▸ WHAT IS EXPECTED
Drop the images, then output the listing exactly.

▸ DATA SUPPLIED
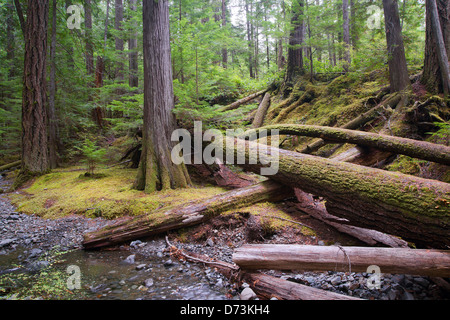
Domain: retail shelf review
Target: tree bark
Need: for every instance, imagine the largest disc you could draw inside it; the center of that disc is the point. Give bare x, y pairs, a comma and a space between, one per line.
119, 40
414, 148
413, 208
156, 170
423, 262
437, 47
242, 101
89, 45
133, 55
318, 211
398, 70
262, 111
295, 51
185, 215
35, 159
268, 287
52, 118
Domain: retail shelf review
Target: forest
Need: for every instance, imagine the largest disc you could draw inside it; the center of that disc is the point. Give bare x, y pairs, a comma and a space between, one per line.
248, 149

▸ ANSWER SPACE
Domain: retail shelf review
Target: tree bark
Need: for every instance, imagine the largest disc you could draw inside it; the center of that disc is the point. Give bare x, y pairs, a comma and a space between, one per line.
119, 40
414, 148
413, 208
156, 170
423, 262
437, 47
242, 101
89, 45
133, 55
318, 211
398, 70
262, 111
295, 51
185, 215
35, 159
268, 287
52, 118
Domain: retail shelf review
Target: forest
Need: for every instance, imagine the largest disc you could draw inside it; the center of that disc is the point. Give bare x, y pairs, a comma and a space between, one per line.
248, 149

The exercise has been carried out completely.